13Sans surprise, Bush a utilisé le terme générique de « guerre contre la terreur » pour qualifier l’intervention militaire en Afghanistan et en Irak, la violence par procuration en Palestine ou au Liban, ses projets pour un « Grand Moyen-Orient », de même que le maintien d’endroits comme Guantanamo. Tout cela sous le label d’un prétendu soutien de la part de la communauté internationale (par des pressions sur l’ONU et les États ; par l’OTAN, etc.) à une guerre supposée juste et défensive contre le « Mal ». Bush tient un discours idéologique de « la nation élue ».Trois éléments sont constants dans cette idéologie [19] : 1. L’idée que les États-Unis sont la nation choisie par Dieu. 2. Ils ont « une mission » à transformer le monde. 3. En accomplissant cette mission, ils représentent les forces du Bien contre le Mal. La mythologie de la nation élue, incluse dans la stratégie de la néo-bipolarisation [20], trouve son origine dans une particularité de l’histoire des États-Unis : le fait que, après la guerre civile entre les sécessionnistes du Sud et les États de l’Union au Nord, la condition pour une intégration au sein de la nation représentait une concession colossale au Sud esclavagiste. La ségrégation de la population noire fut imposée dans l’union entière comme prix « de la réconciliation nationale » après la guerre civile. Ceci sera fait en contradiction totale avec les intentions des amendements constitutionnels à venir, mais également dans le but d’effacer les raisons qui ont mené à une guerre civile pour l’émancipation. Le destin de la population autochtone en allait de même. Avec tout cet oubli à la base, le récit national construit la continuité de la nation (les États-Unis), la continuité de la soi-disant « résistance » internationale contre la terreur et tout qui va avec cette dernière – y compris les guerres préventives, les détentions illégales et les divers actes terroristes.

- - - - - - -

D'après l'extrait sur l'idéologie de la nation élue, quel prix a été imposé dans l'union entière au nom de la « réconciliation nationale » après la guerre civile ? Les données n'ont aucun rôle dans cet exercice.

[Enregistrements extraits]
- - - - - - -

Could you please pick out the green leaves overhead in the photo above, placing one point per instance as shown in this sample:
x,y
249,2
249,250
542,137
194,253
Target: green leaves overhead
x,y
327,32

- - - - - - -

§ SOLUTION DE L'EXERCICE
La ségrégation de la population noire a été imposée comme prix de la réconciliation nationale.